短い問題 1:
順栄丸の航海灯に関する抜粋によると、順栄丸の航海灯にはどんな電球が使われていたか。
短い問題 2:
順栄丸の航海灯に関する抜粋のうち、「ところで、順栄丸は、航海灯に」で始まり「視認が著しく妨げられていた。」まで続く部分を一字一句変えずに引用せよ。

抜粋箇所:
ところで、順栄丸は、航海灯にいずれも24ボルト40ワットの電球を使用し、マスト灯1個を船首部マストに、中央から少し船尾寄りの操舵室屋上後端に舷灯一対を、及び船尾部に船尾灯をそれぞれ備えていたが、前部甲板の日除け用オーニングが円筒状に巻き取られて操舵室左右両端から少し外にはみ出した状態で同室屋上前端に置いてあったことから、左右の各舷灯は、側方からは視認することができるものの、船首方向からは、間近に近づくとオーニングと屋上のすき間から灯光の一部が認められるだけで、同オーニングによって視認が著しく妨げられていた。
出航時A受審人は、マスト灯、舷灯及び船尾灯を点灯したが、巻き取ったオーニングを操舵室屋上から下ろさなかったので、船首方向から舷灯の視認が困難な状態のまま、夜間航行を開始した。

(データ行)

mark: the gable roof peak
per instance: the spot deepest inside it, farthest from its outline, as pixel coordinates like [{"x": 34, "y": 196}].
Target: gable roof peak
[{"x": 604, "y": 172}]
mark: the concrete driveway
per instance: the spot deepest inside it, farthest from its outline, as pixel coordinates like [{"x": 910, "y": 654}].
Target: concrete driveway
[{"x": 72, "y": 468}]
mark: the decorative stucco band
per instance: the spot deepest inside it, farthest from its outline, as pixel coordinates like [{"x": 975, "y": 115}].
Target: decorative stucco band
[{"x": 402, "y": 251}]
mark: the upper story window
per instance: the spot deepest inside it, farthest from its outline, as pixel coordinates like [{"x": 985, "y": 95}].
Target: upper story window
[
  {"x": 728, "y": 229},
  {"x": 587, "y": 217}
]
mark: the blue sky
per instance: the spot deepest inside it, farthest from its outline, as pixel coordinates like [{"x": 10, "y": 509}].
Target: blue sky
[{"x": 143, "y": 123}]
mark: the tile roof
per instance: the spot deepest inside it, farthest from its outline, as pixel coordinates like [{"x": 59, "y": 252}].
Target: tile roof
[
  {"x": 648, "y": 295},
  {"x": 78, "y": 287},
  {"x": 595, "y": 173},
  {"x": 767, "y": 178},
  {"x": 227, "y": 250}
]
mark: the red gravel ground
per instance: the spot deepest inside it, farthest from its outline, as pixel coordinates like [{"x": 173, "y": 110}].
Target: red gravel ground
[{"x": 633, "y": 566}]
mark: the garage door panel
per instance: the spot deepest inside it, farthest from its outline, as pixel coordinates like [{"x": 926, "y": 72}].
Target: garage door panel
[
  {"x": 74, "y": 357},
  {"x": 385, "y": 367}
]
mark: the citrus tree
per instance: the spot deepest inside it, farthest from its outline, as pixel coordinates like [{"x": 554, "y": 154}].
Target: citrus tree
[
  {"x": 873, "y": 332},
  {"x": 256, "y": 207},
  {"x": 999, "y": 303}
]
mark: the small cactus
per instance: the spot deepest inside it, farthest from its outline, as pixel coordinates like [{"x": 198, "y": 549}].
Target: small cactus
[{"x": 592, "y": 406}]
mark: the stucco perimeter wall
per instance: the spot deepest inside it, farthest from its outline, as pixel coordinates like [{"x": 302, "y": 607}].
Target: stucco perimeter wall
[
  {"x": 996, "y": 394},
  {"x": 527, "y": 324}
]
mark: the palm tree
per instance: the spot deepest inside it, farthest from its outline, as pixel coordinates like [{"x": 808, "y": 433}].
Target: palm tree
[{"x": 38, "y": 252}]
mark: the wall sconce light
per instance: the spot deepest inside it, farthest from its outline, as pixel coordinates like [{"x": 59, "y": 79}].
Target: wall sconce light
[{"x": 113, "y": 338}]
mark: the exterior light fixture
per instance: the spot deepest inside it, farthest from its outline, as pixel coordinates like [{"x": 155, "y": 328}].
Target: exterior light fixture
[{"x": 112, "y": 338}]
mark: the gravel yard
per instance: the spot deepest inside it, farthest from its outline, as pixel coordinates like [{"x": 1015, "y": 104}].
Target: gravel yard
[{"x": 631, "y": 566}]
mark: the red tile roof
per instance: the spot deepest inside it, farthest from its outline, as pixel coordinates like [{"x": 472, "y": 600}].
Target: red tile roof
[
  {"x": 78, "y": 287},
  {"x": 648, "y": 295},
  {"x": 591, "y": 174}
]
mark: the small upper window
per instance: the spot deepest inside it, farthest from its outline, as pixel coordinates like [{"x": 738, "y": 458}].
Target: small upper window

回答全文 1:
いずれも24ボルト40ワットの電球が使われていた。

回答全文 2:
ところで、順栄丸は、航海灯にいずれも24ボルト40ワットの電球を使用し、マスト灯1個を船首部マストに、中央から少し船尾寄りの操舵室屋上後端に舷灯一対を、及び船尾部に船尾灯をそれぞれ備えていたが、前部甲板の日除け用オーニングが円筒状に巻き取られて操舵室左右両端から少し外にはみ出した状態で同室屋上前端に置いてあったことから、左右の各舷灯は、側方からは視認することができるものの、船首方向からは、間近に近づくとオーニングと屋上のすき間から灯光の一部が認められるだけで、同オーニングによって視認が著しく妨げられていた。